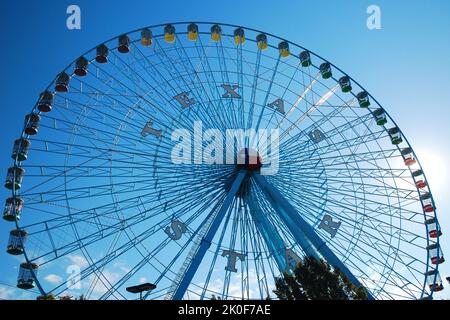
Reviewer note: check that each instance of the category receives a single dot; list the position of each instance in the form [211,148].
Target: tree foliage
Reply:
[314,279]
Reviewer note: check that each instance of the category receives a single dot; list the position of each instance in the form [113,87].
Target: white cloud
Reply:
[142,280]
[53,278]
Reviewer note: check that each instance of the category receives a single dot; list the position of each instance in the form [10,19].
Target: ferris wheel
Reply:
[104,193]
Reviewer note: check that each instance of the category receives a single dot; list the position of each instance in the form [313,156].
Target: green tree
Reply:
[314,279]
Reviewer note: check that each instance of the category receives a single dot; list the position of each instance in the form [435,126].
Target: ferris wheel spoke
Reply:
[164,57]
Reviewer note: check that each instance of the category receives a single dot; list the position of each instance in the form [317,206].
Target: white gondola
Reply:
[363,99]
[124,44]
[261,41]
[216,32]
[434,281]
[192,32]
[169,33]
[434,230]
[283,48]
[32,123]
[239,36]
[305,58]
[62,82]
[146,37]
[408,156]
[14,178]
[435,254]
[20,149]
[16,241]
[102,52]
[81,66]
[419,179]
[46,101]
[13,209]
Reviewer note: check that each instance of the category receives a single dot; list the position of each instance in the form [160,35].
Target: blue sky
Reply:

------------------------------------------------------------

**Directions for this task:**
Rewrite all the lines above, replacing every "Target" with "Label" and keeping everything else the same. Leave the picture out.

**Response to the task:**
Reviewer note: check that each instance of the category receives a single dot; list the position of each instance in the form [211,148].
Label: tree foliage
Reply:
[314,279]
Reviewer note: check that each instance of the category receives a single dot; list the position of each instance in the form [113,87].
Label: white cloud
Reply:
[142,280]
[53,278]
Reviewer note: check that each instance of the category receives a single dot; list the position of each instance in the form [10,19].
Label: ferris wheel
Reply:
[104,193]
Reviewer note: check that each instance of the category receives a single dot; list the position of each instance in the form [313,156].
Label: green tree
Reply:
[314,279]
Reviewer note: check that each instance of the category receives a single dot; list the position of each instance in the form [435,126].
Label: ferris wheel spoke
Reply:
[164,57]
Reviewer note: check that each instance of the category receives a single dot; list the position of each instance in the form [317,206].
Label: white gondola
Reply:
[363,99]
[124,44]
[261,41]
[216,32]
[434,281]
[192,32]
[169,33]
[434,230]
[283,48]
[32,123]
[239,36]
[305,58]
[62,82]
[146,37]
[408,156]
[14,178]
[435,254]
[20,149]
[16,241]
[102,52]
[81,66]
[419,179]
[46,101]
[13,209]
Reviewer note: check that each instance of the category receives a single dot; list the position of each instance in the form [160,35].
Label: blue sky
Reply:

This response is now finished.